■ Page extract
>> Start
Finally, we also seek comment on
whether any changes or additional data
requirements would be needed to track
congestion costs, or causes of congestion
costs, in RTO/ISO regions.
ii. Posting of Congestion Data
156. Similar to the Commission’s
determination in Order No. 881, we
preliminarily propose to require
transmission providers to post on
OASIS or another website with
authentication control including multifactor authentication the new
congestion databases associated with
this rulemaking, such as an LER metric
database, with a data retention
requirement of at least five years. We
preliminarily find that, without further
transparency, the Commission and
market participants would not have the
information needed to determine the
transmission lines on which
transmission providers in non-RTO/ISO
regions are required to implement the
wind requirement.
>> End
■ The tasks
A: Summarize the excerpt on congestion data in two sentences.
B: Write the next paragraph of the excerpt on congestion data, beginning right after its final sentence.
The records play no part in what follows.

■ Excerpted data
>> Start
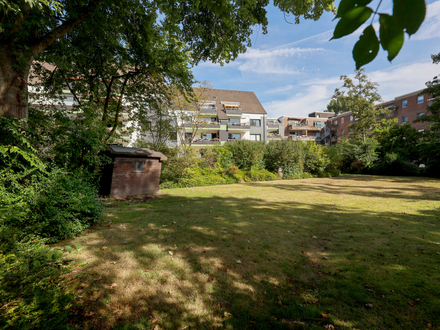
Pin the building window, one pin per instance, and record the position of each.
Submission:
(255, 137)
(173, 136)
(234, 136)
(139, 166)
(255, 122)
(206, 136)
>> End
>> Start
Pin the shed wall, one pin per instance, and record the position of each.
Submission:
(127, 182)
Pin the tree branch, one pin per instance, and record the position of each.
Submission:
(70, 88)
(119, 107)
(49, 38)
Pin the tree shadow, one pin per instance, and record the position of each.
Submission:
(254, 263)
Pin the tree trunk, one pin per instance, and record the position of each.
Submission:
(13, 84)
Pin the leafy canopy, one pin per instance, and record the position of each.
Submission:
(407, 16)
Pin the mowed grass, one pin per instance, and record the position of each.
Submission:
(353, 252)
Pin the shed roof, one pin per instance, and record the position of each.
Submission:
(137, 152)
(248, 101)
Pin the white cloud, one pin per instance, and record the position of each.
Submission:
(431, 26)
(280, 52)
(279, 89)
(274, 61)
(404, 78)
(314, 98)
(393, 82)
>> End
>> Start
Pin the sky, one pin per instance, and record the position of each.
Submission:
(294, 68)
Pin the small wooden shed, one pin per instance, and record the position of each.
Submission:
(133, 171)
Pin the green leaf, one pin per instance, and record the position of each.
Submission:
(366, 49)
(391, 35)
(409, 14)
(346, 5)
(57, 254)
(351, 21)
>> End
■ Answers below
A: The excerpt asks for comment on whether changes or more data requirements are needed to track congestion costs, or their causes, in RTO/ISO regions. Following Order No. 881, it preliminarily proposes that transmission providers post new congestion databases, such as an LER metric database, on OASIS or another website with multifactor authentication and keep the data for at least five years, because without that transparency the Commission and market participants could not identify the lines where non-RTO/ISO providers must implement the wind requirement.

B:
157. We seek comment on this
congestion data transparency proposal,
including whether the congestion data
proposed to be recorded in the
congestion databases or other elements
should be posted on OASIS or another
website with authentication control
including multi-factor authentication.
We also seek comment on posting on
OASIS or another website with
authentication control including multifactor authentication the data associated
with the alternative methods to estimate
congestion costs in non-RTO/ISO
regions and at seams with non-RTO/ISO
regions discussed above in section
IV.A.3.b.iii.b.2.i Non-RTO/ISO
Congestion Costs such as recording
redispatch costs caused by a given
transmission constraint. We also seek
comment on whether posting of
additional congestion cost data, beyond
the overall congestion costs caused by
binding constraints on each
transmission line, should be required in
RTO/ISO regions. We seek comment on
whether a different data posting, access
restrictions, and data retention
requirement is appropriate.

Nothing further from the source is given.